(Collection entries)
---+---
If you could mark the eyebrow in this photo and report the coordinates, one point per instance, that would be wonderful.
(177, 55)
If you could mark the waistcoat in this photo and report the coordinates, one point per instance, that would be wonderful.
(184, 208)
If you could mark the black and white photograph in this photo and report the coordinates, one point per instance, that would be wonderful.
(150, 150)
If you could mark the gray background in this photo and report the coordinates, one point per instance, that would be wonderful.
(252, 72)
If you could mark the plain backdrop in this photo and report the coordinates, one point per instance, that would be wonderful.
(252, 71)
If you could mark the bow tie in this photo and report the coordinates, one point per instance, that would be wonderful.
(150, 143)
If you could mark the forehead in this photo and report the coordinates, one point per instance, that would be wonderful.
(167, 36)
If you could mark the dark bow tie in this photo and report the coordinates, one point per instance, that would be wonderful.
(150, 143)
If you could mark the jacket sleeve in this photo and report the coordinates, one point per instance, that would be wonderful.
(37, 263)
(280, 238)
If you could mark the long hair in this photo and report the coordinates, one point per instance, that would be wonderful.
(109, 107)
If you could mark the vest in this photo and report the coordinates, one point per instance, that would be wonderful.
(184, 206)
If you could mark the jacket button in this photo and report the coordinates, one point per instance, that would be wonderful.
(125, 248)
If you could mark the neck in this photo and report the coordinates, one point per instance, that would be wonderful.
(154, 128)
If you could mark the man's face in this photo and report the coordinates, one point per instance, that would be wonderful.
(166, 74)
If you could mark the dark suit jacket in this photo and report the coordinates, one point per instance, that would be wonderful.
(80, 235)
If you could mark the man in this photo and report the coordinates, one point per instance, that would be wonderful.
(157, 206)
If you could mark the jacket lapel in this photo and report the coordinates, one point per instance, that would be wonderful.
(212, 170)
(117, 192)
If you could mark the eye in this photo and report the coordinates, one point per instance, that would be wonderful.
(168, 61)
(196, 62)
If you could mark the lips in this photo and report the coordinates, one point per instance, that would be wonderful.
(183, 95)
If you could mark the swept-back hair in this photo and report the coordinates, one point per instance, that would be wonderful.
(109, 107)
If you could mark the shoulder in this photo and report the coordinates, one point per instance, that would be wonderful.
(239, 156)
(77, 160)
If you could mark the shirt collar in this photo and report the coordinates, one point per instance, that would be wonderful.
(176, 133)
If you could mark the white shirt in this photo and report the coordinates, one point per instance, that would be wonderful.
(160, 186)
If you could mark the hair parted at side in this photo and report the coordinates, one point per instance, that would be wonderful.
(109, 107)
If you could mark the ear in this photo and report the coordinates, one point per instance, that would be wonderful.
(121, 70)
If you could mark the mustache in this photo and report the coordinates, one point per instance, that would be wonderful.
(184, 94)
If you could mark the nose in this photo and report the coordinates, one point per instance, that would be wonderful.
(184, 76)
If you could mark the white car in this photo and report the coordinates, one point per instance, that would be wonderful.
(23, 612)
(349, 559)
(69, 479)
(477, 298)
---+---
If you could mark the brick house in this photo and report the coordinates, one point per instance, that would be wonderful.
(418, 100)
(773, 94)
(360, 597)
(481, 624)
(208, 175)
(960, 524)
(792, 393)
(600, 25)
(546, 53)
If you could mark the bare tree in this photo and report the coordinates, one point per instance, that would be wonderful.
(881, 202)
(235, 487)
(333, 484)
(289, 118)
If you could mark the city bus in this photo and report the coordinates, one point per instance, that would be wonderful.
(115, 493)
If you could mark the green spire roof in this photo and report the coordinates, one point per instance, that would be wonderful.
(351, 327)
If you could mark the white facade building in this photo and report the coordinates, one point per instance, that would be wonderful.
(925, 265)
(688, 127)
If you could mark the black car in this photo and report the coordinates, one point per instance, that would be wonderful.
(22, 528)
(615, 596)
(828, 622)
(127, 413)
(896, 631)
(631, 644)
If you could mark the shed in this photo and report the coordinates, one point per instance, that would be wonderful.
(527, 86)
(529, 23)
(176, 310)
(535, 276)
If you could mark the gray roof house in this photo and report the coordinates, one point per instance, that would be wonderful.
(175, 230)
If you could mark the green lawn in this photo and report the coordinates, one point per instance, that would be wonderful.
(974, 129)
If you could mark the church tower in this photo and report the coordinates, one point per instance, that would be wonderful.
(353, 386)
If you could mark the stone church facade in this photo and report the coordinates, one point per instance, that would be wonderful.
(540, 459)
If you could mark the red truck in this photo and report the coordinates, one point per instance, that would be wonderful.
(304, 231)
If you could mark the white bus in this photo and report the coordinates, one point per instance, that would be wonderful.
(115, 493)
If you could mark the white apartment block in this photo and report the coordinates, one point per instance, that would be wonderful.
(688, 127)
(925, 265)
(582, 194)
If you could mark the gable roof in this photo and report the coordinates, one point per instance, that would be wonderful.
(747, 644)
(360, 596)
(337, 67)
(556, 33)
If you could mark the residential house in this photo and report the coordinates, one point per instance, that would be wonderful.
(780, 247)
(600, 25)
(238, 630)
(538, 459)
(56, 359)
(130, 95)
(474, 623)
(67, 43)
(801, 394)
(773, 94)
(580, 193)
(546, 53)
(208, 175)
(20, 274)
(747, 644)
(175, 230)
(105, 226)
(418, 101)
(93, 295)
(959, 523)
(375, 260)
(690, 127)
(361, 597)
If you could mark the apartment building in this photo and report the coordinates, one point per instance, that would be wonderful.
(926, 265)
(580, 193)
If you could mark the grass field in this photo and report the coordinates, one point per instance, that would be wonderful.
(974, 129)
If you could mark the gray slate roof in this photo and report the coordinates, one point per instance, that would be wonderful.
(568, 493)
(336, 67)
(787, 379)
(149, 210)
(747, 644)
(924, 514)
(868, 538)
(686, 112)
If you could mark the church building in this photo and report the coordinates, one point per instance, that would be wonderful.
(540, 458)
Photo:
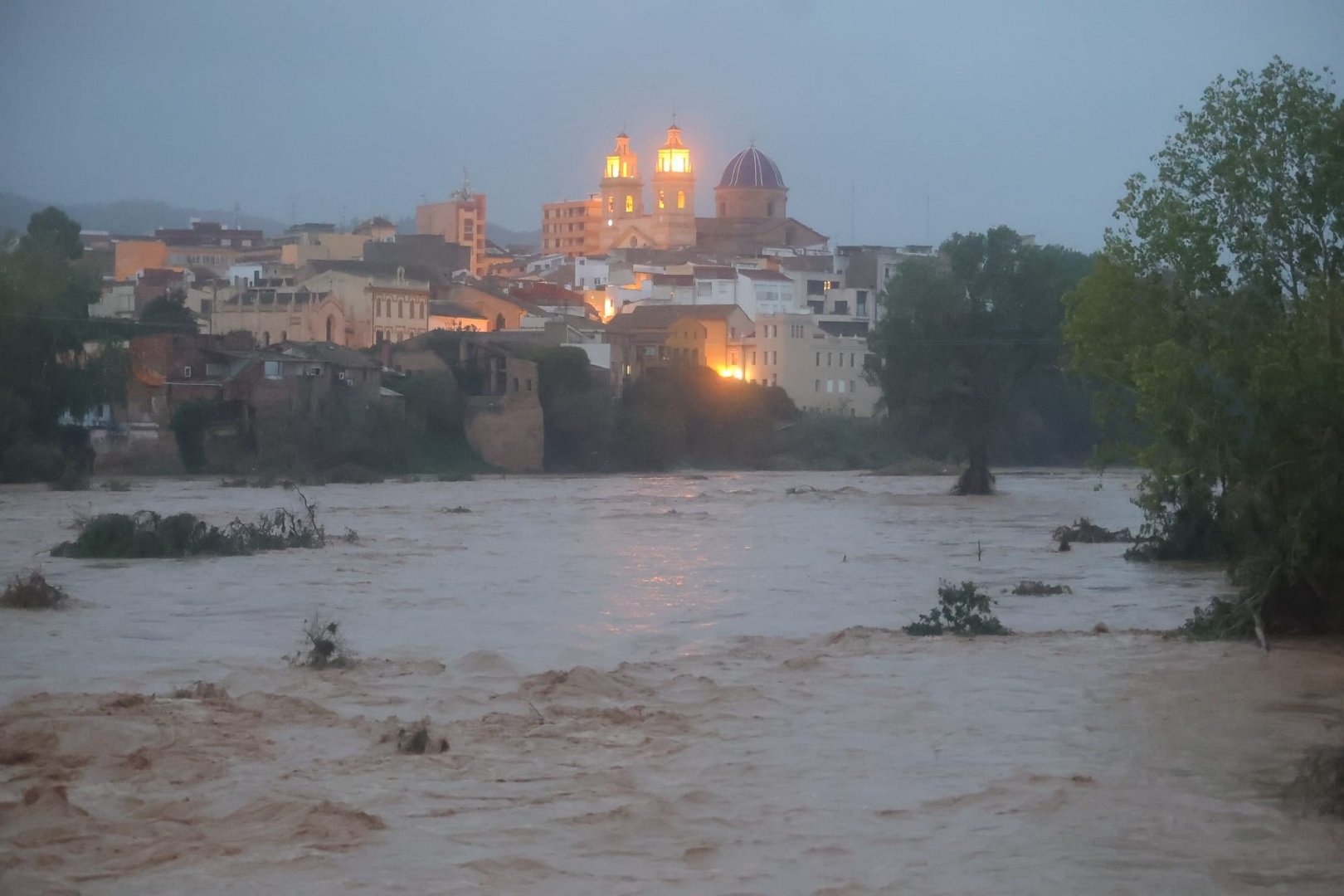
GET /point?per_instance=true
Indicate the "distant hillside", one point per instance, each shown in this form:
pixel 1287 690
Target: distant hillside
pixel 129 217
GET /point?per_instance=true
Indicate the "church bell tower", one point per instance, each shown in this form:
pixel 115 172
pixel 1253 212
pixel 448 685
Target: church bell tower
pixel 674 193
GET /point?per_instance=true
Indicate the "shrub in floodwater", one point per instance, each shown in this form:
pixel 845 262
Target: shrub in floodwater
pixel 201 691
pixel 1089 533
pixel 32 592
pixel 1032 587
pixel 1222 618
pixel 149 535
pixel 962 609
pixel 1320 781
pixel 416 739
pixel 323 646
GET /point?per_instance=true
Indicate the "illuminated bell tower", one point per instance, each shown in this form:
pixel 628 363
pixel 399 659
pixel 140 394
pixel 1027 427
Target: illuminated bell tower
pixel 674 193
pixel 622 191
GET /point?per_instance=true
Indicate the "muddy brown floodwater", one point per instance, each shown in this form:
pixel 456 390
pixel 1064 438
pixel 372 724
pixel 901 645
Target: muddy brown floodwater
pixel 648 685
---+---
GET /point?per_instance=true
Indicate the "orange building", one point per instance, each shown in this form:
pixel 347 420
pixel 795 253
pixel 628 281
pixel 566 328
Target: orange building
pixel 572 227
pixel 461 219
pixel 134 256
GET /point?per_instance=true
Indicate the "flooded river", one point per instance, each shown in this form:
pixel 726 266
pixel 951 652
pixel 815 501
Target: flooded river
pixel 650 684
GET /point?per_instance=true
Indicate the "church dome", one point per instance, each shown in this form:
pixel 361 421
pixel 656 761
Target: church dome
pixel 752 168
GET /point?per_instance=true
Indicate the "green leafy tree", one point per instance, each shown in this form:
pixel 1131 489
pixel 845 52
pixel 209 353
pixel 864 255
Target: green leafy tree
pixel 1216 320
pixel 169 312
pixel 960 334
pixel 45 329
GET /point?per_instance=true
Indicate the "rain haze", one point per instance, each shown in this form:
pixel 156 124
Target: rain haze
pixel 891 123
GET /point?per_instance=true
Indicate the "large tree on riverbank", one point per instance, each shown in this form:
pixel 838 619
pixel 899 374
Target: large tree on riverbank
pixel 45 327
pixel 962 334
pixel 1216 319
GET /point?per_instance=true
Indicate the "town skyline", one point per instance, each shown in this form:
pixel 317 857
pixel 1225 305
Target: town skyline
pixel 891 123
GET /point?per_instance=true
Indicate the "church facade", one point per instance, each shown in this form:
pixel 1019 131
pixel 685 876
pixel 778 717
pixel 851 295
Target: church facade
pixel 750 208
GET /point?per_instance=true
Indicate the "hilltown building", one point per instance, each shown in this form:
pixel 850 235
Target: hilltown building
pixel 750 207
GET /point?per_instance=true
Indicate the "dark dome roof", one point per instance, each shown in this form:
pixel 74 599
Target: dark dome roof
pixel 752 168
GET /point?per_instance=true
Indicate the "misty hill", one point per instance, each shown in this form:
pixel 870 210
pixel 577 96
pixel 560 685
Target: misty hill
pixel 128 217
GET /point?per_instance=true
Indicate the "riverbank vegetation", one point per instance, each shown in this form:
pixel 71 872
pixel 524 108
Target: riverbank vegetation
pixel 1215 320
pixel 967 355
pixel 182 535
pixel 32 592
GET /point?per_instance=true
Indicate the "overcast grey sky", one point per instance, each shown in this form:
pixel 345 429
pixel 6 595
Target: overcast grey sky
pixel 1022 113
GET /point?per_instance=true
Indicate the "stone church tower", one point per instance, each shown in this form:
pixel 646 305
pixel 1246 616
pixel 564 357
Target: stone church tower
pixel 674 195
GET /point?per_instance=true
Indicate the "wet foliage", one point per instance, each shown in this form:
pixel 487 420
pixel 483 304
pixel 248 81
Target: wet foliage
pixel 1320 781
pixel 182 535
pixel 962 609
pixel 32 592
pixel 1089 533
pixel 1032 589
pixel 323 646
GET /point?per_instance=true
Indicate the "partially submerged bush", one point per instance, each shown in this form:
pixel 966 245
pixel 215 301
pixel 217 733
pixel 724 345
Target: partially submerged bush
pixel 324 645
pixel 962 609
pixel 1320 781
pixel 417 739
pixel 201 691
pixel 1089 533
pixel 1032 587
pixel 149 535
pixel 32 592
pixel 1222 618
---+---
### Aim of the exercise:
Would you print, exactly as written, every line above from the one holding "pixel 870 210" through the one holding "pixel 724 345", with both included and no other lines?

### Answer for this exercise:
pixel 870 210
pixel 577 96
pixel 560 685
Target: misty hill
pixel 128 217
GET /point?per_instance=true
Indicate the "riverbank vegetation", one point per instance, each shown in this form:
pixel 71 872
pixel 524 108
Target: riverbank vegetation
pixel 1215 320
pixel 967 355
pixel 182 535
pixel 32 592
GET /point?per_instance=true
Indicate the "overcast grey sky", one point per instance, each shown in this form:
pixel 345 429
pixel 6 595
Target: overcast grey sky
pixel 1022 113
GET /point?per_instance=true
Indicate the "stone church tower", one point per instance, each shown in this form:
pixel 646 305
pixel 1246 616
pixel 564 357
Target: stone church tower
pixel 674 195
GET /point?per_instance=true
Indicate the "wet foliage", one point per instance, each shown in this form:
pixel 487 420
pixel 483 304
pixel 248 81
Target: wet foliage
pixel 1320 781
pixel 182 535
pixel 962 609
pixel 32 592
pixel 1089 533
pixel 1032 589
pixel 323 646
GET /point?per_instance=true
Indicate the "partially submerged bush", one point per instance, each shown in this form:
pixel 966 245
pixel 215 301
pixel 217 733
pixel 724 345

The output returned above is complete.